If Censorinus is to be believed, the two-year period (called triennial) was followed by a four-year period (called quinquennial). Geminus says nothing about it, but Censorinus writes: "Later, having recognized their error, the ancients doubled that span and established the tetraeteris, which, because it returned every fifth year, was called pentaeteris. This way of forming the great year from four solar years seemed more convenient; for since the solar year was about three hundred and sixty-five and a quarter days, this fraction allowed one full day to be added every four years to the fourth year."
How exactly this four-year period was built, if it existed at all, remains unknown.

Extracted data entries:

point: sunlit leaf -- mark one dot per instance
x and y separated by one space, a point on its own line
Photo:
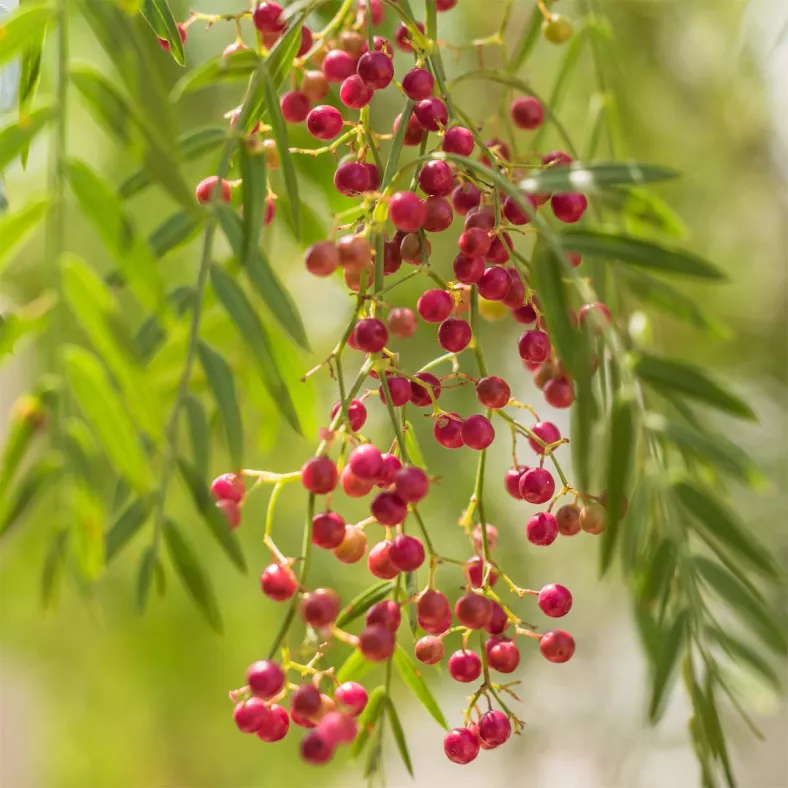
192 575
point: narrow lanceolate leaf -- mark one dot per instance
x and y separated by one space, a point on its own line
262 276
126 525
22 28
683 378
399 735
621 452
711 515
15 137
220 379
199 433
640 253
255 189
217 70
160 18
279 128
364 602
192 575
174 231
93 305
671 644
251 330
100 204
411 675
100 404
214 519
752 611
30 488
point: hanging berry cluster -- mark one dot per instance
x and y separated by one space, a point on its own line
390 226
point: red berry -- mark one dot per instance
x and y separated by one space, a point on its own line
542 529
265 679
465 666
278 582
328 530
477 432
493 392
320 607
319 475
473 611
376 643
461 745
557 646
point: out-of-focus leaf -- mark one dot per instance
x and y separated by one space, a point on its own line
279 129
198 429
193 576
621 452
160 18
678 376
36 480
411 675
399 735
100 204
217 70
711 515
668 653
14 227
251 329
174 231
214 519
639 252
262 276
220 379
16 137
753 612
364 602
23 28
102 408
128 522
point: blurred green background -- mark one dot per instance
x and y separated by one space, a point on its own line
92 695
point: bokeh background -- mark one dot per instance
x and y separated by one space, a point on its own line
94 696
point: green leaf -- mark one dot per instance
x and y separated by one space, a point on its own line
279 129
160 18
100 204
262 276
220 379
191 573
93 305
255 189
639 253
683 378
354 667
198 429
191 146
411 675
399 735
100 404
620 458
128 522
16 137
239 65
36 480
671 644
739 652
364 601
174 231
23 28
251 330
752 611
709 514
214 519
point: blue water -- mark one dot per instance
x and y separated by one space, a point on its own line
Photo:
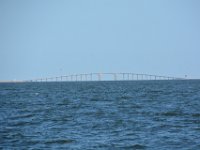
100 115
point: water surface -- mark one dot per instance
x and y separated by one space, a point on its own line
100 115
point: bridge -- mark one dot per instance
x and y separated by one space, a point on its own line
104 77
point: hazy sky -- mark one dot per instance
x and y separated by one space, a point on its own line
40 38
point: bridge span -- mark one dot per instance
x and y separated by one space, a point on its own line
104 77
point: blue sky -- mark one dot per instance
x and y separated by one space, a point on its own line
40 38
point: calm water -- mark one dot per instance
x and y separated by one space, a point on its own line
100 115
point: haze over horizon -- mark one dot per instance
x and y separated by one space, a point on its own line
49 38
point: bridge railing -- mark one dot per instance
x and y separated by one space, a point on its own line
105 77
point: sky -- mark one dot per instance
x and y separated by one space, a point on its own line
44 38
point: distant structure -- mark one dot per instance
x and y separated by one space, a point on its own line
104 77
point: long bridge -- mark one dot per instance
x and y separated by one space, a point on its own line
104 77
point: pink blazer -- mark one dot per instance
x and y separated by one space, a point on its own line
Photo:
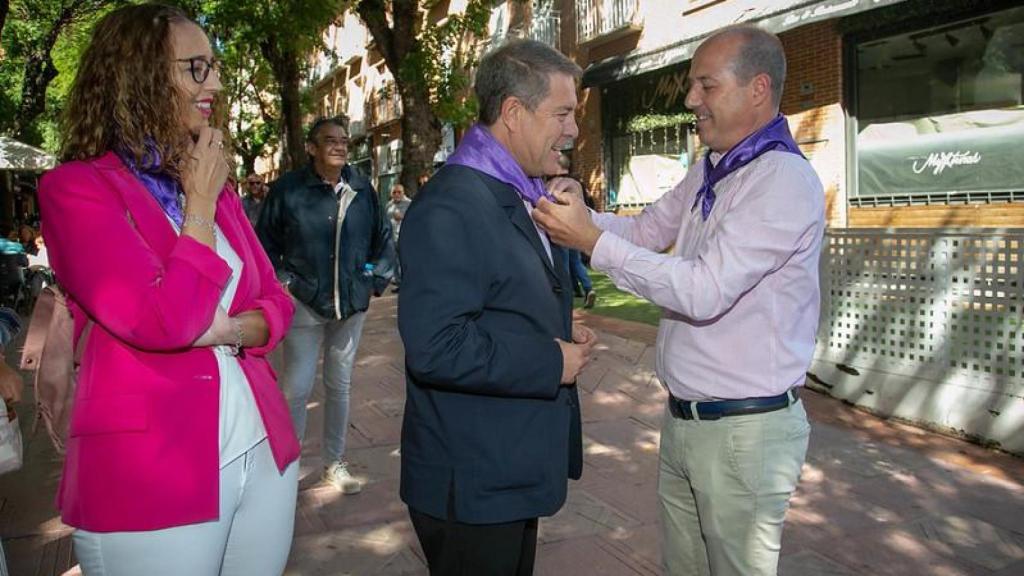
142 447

* * *

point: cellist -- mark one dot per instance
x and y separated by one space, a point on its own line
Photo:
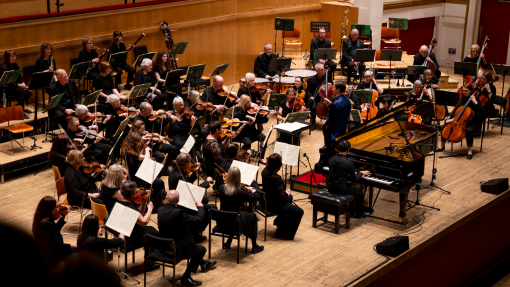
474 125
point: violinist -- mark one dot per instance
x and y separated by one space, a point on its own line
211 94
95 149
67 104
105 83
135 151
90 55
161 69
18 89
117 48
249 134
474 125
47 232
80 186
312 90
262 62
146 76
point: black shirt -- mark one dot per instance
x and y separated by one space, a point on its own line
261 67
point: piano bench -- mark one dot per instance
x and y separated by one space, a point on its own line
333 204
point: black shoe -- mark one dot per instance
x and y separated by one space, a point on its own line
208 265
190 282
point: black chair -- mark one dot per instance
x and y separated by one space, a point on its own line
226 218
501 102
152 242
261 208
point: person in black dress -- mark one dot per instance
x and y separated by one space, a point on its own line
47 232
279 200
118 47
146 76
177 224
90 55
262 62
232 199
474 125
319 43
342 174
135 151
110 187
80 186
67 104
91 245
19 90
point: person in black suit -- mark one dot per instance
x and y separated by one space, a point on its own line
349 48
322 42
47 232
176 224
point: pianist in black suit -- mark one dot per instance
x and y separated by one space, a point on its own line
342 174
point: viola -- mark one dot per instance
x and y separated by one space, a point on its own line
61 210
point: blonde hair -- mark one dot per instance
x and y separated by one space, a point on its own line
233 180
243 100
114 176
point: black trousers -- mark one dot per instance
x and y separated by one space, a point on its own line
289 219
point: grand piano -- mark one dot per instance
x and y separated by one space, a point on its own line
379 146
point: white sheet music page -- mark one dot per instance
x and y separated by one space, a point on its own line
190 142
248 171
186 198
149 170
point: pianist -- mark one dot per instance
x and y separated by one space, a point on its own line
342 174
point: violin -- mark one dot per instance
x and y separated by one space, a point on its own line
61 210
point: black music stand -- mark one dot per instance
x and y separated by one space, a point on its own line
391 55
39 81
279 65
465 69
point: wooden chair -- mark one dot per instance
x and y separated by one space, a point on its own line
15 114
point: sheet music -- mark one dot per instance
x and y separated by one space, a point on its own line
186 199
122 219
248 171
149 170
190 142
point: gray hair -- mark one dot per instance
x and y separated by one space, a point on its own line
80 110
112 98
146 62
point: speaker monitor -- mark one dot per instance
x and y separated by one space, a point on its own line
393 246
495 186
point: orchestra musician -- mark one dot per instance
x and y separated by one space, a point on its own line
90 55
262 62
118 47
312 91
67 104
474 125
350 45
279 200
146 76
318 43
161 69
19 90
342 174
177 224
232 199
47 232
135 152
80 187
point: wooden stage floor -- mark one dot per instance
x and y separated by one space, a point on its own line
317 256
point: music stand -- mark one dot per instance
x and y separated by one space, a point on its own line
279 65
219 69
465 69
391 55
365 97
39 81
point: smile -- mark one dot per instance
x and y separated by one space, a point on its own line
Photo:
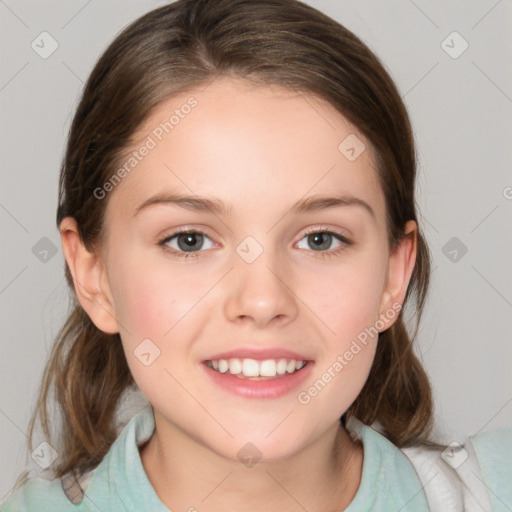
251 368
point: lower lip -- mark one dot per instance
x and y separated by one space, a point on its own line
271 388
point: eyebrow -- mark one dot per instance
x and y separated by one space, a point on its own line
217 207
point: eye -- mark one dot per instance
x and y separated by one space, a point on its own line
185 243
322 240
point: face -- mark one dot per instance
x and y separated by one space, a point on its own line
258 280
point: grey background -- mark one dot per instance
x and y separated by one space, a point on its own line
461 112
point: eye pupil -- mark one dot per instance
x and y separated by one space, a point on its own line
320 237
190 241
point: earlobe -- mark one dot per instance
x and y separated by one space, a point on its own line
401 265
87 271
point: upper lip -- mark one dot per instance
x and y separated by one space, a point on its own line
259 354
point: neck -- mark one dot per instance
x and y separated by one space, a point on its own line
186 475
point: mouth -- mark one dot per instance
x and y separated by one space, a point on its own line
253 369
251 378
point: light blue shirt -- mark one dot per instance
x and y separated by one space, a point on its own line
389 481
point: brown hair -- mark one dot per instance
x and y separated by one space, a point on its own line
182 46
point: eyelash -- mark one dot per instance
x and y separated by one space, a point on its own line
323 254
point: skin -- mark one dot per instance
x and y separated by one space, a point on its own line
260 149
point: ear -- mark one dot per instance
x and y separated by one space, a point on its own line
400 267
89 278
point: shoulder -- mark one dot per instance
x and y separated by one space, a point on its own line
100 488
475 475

...

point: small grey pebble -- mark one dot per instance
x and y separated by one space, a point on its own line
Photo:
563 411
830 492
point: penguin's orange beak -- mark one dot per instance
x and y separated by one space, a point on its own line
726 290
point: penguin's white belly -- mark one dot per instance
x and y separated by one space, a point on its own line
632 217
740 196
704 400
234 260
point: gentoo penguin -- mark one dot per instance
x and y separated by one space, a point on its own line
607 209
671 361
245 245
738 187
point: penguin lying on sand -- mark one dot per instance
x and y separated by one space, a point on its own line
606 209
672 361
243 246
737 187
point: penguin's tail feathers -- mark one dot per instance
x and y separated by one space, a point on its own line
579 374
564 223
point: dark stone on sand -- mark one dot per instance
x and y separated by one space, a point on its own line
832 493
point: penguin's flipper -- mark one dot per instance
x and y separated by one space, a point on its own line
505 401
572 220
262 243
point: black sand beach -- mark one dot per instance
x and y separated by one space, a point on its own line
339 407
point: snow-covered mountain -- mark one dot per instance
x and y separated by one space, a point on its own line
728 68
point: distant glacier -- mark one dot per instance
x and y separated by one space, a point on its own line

TASK SET:
[A] In the calendar excerpt, what was the tetraeteris also called because it returned every fifth year?
[B] Pull out every line of the records that contains the word "pianist".
The records have no connection to the calendar excerpt.

OUTPUTS BY TASK:
[A] Pentaeteris.

[B]
point: pianist in black suit -- mark one dot per instance
point: pianist -- mark one dot per instance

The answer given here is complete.